Function Documentation

◆ cs_cf_check_density()

void cs_cf_check_density ( cs_real_t * rho,
cs_lnum_t n_elts )

Check the positivity of the density given by the user.

Parameters
[in]rhoarray of density values
[in]n_eltssize of the array

◆ cs_cf_check_internal_energy()

void cs_cf_check_internal_energy ( cs_real_t * ener,
cs_lnum_t n_elts,
cs_real_3_t * vel )

Check the positivity of the internal energy.

Parameters
[in]enerarray of total energy values
[in]n_eltssize of the array
[in]velarray of velocity values

◆ cs_cf_check_pressure()

void cs_cf_check_pressure ( cs_real_t * pres,
cs_lnum_t n_elts )

Check the positivity of the pressure.

Parameters
[in]presarray of pressure values
[in]n_eltssize of the array

◆ cs_cf_check_temperature()

void cs_cf_check_temperature ( cs_real_t * temp,
cs_lnum_t n_elts )

Check strict positivity of temperature (Celsius) given by the user.

Parameters
[in]temparray of temperature values
[in]n_eltssize of the array

◆ cs_cf_set_thermo_options()

--- Collected material ---
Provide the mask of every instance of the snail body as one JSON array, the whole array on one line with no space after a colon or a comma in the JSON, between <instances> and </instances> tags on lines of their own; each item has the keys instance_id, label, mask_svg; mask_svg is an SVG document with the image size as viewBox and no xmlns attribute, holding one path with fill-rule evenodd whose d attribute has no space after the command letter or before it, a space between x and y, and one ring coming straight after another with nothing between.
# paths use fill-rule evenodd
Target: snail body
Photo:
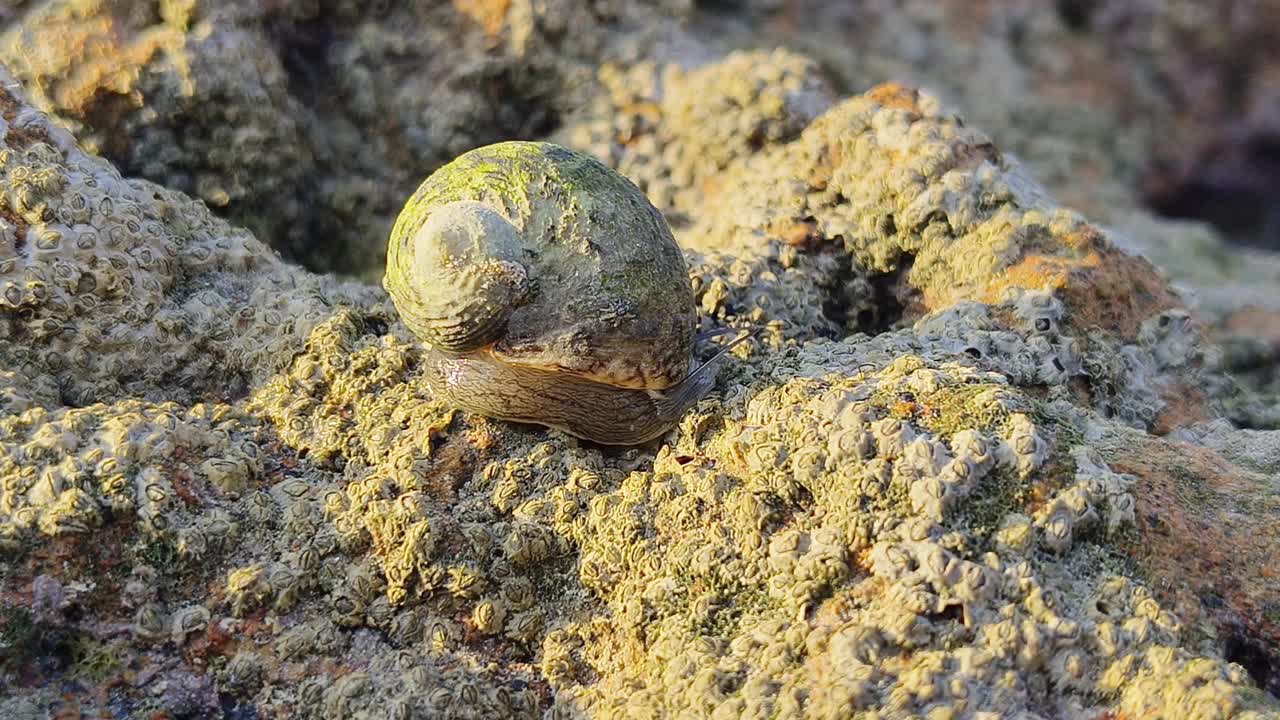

--- Actions to take ---
(a) Answer the following questions using the function documentation.
(i) What does cs_cf_check_pressure check?
(ii) In which unit is the temperature checked by cs_cf_check_temperature expressed?
(iii) How many parameters does cs_cf_check_internal_energy take?
(b) Summarize the function documentation in two sentences.
(c) Carry on with the function documentation from the point at which it ends.
The listing comes from a different source than the function documentation.

--- Task answers ---
(a)
(i) The positivity of the pressure.
(ii) Celsius.
(iii) Three: ener, n_elts, and vel.

(b) The function documentation describes four check routines: cs_cf_check_density checks the positivity of the user-given density, cs_cf_check_internal_energy checks the positivity of the internal energy, cs_cf_check_pressure checks the positivity of the pressure, and cs_cf_check_temperature checks the strict positivity of the user-given temperature in Celsius. Each routine takes an array of values and the size of that array, and the internal-energy check also takes an array of velocity values.

(c)
void cs_cf_set_thermo_options ( void )

Set variability of isobaric specific heat and isochoric specific heat according to the chosen thermodynamic law.

◆ cs_cf_thermo()

void cs_cf_thermo ( const int iccfth,
cs_lnum_t face_id,
cs_real_t * bc_en,
cs_real_t * bc_pr,
cs_real_t * bc_tk,
cs_real_3_t * bc_vel )

This function is a driver allowing to call the appropriate thermodynamical functions depending on the quantities provided by the user. Hence it is only used during the initialization step and at the boundaries of type supersonic inlet. It is described in the following how to select the quantity to be returned.

When calling the user subroutine, the integer 'iccfth' specifies which calculation has to be performed (and which quantity has to be returned). The values for 'iccfth' for each case are provided below.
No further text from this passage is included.